• **Task statement**:
Which lines in the items below contain the string "frame"? Show each one, treating uppercase and lowercase as different.
── Supplied material ──
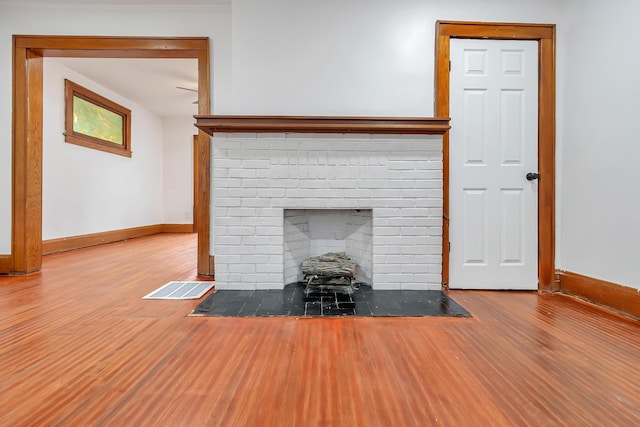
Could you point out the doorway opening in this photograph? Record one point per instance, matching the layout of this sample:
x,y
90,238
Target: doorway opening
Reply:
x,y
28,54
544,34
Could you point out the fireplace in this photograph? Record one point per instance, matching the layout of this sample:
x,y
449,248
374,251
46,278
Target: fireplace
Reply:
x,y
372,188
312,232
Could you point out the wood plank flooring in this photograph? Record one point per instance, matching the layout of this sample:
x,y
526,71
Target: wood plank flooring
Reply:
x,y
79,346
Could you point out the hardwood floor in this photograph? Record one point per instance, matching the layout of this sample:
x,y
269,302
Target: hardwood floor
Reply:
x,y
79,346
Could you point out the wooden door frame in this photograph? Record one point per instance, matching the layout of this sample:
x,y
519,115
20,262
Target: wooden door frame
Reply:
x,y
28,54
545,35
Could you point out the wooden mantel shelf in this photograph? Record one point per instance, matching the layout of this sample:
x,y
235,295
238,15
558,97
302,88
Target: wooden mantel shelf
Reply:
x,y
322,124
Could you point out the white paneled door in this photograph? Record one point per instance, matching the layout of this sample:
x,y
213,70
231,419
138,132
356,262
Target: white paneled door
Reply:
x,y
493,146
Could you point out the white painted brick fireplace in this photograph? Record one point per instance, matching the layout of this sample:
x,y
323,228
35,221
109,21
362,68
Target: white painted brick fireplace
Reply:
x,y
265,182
───
── Supplied material ──
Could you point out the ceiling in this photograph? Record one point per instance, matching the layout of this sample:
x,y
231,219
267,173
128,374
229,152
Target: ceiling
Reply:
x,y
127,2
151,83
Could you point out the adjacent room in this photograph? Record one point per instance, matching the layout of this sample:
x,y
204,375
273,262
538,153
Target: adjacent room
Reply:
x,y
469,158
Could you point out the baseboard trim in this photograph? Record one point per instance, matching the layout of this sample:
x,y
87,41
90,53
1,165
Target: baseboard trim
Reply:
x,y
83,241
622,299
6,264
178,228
───
• **Result for this exercise**:
Could you point out the wooden door frame in this photograph? Record one point per instance, matching the layout of this sample:
Target: wooden door frame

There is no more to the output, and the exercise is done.